**Source extract**
»»

Joule’s law shows that resistor heating depends on the square of current or voltage. Once that heating is expressed instant by instant and then accumulated over time, the RMS definition follows naturally.
That is why RMS is not just another way to describe a waveform. It is the heating-equivalent DC value.
So in the comparison between RMS and peak:
- peak describes the maximum instantaneous value
- RMS describes the effective thermal value
And when the question is about heating, continuous loading, or power dissipation, RMS is usually the quantity that matters most.
- For basic difference between RMS and peak, see RMS vs Peak Part I.
- To see how both thermal stress and mechanical stress matter in short-circuit current, see RMS vs Peak Part II.
- For a broader explanation of related electrical terms, see our switchgear parameters definition.
- To see how these concepts apply in electrical standards, see our Icw vs Ipk.
FAQ
Why is RMS called the effective value?
Because it is the DC value that would produce the same average Joule heating in a resistor as the original AC or time-varying waveform.
Why is RMS more useful than average for AC?
Because resistive heating depends on the square of current or voltage, so a simple signed average cannot represent the real thermal effect.
Does peak voltage determine heating?
Not by itself. Peak only shows the highest instantaneous value. Average heating depends on RMS.
Why does a sine wave have lower RMS than peak?
Because it only reaches its peak momentarily and spends most of the cycle below that level.
When does RMS equal peak?
For waveforms that stay at constant magnitude, such as DC or an ideal square wave.

««

**Objectives**
1/ Please output the RMS passage verbatim, starting at "- For basic" and ending at "voltage determine heating?".
2/ Name every article or page that the RMS passage points readers to for further reading.

**Dataset rows**

»»

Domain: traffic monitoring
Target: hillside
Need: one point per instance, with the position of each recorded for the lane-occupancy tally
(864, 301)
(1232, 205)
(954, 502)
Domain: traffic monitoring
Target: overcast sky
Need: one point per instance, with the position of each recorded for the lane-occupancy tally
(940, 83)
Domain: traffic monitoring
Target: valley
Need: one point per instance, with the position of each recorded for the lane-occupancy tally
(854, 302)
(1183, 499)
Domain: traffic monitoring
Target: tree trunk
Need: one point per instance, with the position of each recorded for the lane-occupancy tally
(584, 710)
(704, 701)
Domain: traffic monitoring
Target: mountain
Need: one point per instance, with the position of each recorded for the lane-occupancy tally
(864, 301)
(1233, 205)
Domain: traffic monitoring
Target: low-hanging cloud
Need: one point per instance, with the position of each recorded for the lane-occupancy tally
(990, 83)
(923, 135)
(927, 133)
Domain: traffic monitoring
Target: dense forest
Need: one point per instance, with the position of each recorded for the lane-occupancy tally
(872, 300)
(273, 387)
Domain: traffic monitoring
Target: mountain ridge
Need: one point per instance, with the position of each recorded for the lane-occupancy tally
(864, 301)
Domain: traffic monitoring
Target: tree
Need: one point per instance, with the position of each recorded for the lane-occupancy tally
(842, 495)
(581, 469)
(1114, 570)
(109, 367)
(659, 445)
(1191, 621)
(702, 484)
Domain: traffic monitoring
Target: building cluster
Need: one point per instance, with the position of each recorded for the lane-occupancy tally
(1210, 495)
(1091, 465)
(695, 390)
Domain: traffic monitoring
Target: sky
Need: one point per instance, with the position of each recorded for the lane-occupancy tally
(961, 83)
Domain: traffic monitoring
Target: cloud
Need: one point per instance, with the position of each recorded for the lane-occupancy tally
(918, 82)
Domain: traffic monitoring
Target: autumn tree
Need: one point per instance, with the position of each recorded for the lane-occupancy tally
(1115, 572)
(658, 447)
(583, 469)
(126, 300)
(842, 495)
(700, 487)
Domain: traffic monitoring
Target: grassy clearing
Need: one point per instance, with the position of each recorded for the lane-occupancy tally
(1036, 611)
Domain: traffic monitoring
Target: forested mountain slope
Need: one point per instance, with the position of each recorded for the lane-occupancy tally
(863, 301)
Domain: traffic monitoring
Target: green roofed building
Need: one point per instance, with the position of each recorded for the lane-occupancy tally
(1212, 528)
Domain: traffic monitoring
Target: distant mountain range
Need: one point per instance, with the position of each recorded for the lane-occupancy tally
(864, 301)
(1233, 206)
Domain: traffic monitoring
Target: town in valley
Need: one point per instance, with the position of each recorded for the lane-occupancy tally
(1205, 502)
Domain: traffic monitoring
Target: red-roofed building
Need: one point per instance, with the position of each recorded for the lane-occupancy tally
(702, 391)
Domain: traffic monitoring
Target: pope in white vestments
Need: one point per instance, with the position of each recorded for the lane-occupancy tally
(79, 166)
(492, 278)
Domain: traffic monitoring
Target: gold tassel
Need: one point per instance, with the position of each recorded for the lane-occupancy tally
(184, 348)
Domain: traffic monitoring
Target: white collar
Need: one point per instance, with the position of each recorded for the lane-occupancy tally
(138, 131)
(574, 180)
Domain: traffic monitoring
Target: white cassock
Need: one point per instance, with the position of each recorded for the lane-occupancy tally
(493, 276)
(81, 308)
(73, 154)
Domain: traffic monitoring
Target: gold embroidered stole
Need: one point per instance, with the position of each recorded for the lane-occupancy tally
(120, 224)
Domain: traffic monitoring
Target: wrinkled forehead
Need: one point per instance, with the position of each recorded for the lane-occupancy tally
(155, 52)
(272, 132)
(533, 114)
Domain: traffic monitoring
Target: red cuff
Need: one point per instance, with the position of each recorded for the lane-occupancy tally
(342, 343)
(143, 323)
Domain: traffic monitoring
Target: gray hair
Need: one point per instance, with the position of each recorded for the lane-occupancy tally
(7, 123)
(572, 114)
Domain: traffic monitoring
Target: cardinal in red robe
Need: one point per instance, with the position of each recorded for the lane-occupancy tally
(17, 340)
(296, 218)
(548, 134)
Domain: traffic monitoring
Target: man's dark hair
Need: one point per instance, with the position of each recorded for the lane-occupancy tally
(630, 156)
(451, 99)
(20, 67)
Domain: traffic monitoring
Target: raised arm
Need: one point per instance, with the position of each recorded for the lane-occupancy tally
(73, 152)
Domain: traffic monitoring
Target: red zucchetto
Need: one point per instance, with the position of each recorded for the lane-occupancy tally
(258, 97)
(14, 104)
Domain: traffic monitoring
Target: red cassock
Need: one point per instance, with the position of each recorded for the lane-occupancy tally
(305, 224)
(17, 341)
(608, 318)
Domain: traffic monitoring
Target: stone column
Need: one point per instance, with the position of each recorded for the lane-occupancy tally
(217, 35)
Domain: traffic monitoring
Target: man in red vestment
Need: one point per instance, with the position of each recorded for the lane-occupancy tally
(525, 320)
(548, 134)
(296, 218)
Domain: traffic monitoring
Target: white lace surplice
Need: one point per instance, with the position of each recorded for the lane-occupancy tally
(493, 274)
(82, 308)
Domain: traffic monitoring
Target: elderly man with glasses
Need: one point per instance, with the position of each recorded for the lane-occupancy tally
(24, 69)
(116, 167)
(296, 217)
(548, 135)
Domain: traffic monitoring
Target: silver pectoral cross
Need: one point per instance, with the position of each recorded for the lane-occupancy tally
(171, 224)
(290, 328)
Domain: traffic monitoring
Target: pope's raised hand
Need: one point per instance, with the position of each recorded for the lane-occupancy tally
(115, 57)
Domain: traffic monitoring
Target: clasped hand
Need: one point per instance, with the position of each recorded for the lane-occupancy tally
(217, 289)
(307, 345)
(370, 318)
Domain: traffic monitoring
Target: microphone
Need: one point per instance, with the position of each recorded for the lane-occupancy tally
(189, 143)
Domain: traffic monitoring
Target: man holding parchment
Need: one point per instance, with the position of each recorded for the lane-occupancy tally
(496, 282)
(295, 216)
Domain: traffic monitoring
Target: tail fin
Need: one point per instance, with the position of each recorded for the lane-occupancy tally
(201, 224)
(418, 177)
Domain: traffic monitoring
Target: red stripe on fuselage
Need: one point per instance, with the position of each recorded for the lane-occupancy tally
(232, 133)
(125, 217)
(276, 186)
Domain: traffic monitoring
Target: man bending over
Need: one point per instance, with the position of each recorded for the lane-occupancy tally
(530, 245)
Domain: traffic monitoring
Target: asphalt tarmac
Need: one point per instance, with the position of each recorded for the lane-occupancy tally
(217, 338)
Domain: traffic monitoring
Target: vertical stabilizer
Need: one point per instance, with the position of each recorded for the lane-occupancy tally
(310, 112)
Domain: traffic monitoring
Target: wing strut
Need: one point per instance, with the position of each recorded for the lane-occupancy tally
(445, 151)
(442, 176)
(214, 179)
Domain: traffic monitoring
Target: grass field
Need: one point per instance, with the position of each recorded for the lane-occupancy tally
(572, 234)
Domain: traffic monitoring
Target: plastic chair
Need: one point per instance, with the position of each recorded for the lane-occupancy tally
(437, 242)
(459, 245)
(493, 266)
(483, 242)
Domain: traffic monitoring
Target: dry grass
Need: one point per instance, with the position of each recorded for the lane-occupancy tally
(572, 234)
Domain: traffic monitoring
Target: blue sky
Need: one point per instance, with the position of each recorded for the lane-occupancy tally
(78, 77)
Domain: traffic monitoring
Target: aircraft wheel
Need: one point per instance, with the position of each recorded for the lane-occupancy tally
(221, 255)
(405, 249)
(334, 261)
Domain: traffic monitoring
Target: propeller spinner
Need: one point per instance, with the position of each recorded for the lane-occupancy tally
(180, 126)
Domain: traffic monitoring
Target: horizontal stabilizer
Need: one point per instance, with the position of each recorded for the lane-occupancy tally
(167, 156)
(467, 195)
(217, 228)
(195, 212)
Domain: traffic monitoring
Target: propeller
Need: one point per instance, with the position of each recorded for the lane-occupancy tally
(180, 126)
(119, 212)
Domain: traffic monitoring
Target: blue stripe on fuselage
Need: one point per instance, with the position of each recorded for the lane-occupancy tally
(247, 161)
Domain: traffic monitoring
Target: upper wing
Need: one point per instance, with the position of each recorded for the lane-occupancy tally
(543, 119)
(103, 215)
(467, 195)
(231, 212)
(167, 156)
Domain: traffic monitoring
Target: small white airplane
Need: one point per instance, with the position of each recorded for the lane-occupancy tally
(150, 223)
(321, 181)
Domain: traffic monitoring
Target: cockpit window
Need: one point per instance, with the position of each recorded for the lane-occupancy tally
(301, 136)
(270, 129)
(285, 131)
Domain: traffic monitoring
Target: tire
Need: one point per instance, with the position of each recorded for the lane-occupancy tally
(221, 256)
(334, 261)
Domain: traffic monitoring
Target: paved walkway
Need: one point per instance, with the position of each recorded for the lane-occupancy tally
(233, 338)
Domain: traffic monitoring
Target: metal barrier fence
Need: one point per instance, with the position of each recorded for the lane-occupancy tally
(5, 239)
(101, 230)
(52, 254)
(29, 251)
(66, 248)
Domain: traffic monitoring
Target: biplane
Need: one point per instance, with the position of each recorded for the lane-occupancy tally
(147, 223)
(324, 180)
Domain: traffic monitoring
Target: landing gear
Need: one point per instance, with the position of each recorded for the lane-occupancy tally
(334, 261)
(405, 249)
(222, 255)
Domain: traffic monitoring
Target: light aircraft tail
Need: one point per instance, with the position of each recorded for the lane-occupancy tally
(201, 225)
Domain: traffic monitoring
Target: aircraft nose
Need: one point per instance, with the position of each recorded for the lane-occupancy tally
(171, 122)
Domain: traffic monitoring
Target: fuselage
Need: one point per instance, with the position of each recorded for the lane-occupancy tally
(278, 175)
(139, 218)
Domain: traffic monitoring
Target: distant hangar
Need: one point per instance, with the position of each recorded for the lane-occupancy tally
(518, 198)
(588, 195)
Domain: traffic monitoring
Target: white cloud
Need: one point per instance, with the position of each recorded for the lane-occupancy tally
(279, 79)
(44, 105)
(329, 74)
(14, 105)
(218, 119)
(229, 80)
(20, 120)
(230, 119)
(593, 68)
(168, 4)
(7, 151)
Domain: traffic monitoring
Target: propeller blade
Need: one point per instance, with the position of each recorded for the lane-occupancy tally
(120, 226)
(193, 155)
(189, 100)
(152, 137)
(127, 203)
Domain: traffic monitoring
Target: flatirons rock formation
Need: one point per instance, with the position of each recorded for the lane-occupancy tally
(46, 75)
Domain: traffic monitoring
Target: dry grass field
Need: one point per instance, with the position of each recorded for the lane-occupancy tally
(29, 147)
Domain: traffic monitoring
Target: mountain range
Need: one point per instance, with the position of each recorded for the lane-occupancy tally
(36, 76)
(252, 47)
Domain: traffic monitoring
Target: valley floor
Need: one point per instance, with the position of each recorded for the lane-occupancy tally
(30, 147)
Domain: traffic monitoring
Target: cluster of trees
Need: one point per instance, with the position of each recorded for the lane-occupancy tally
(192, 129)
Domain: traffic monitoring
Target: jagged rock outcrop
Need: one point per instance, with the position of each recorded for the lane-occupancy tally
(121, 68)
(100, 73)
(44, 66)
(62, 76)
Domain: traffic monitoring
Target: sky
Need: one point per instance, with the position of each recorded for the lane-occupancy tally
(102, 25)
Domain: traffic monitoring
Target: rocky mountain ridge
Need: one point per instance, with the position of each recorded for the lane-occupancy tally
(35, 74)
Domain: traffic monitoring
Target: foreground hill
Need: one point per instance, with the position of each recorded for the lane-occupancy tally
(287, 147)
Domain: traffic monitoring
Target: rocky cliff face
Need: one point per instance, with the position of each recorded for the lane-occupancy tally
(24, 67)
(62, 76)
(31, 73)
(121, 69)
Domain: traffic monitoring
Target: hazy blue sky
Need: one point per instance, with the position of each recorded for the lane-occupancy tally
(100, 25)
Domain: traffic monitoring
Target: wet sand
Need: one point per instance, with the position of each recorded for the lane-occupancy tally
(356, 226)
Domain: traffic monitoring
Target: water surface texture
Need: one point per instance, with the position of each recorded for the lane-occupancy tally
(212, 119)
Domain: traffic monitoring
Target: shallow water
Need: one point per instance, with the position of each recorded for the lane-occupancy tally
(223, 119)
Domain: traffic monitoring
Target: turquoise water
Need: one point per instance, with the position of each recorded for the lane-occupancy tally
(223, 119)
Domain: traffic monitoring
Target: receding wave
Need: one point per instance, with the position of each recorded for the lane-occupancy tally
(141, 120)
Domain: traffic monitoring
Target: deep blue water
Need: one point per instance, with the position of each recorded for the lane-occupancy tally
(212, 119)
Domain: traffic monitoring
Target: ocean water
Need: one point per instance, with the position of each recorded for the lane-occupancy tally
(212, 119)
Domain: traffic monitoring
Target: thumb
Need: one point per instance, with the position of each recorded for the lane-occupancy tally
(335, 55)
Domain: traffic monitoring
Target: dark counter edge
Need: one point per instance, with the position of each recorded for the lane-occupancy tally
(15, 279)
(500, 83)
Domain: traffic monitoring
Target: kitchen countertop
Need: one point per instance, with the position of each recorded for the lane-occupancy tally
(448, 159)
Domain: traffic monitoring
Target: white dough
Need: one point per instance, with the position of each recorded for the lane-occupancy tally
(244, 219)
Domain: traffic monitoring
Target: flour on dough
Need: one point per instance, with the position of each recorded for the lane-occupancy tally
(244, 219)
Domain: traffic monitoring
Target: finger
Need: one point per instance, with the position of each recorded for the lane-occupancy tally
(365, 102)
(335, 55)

««

**Replies**
1/
- For basic difference between RMS and peak, see RMS vs Peak Part I.
- To see how both thermal stress and mechanical stress matter in short-circuit current, see RMS vs Peak Part II.
- For a broader explanation of related electrical terms, see our switchgear parameters definition.
- To see how these concepts apply in electrical standards, see our Icw vs Ipk.
FAQ
Why is RMS called the effective value?
Because it is the DC value that would produce the same average Joule heating in a resistor as the original AC or time-varying waveform.
Why is RMS more useful than average for AC?
Because resistive heating depends on the square of current or voltage, so a simple signed average cannot represent the real thermal effect.
Does peak voltage determine heating?

2/
- RMS vs Peak Part I
- RMS vs Peak Part II
- switchgear parameters definition
- Icw vs Ipk